### What is required
Swap the word "marker" for "dot" in the entries starting with the line containing "For the benchmark, annotate every instance of the teal" and going on through the line containing "For the benchmark, annotate every instance of the rough", and give back only those lines with nothing else changed. Leave the pictures out of your answer.

### Input material
==*==

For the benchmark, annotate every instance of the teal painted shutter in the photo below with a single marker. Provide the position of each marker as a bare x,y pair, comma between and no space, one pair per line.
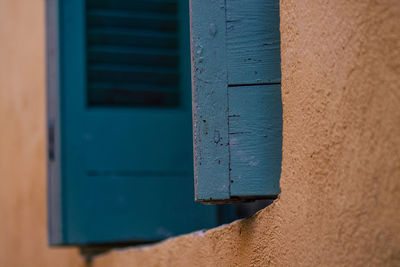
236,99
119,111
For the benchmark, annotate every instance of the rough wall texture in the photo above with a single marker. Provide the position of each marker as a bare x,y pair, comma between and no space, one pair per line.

==*==

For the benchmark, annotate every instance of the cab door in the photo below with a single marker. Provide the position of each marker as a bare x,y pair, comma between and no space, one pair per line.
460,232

==*==

### Result of this task
For the benchmark, annotate every instance of the teal painted shutter in the photo below with a single dot. Provide the position of each dot as a bare x,y pair, comma between and no space, one pair per line.
236,99
119,111
For the benchmark, annotate every instance of the rough wall texture in the photo above with a single dot. Provide the position of each dot as a bare x,y pair, comma between and no space, one pair per line.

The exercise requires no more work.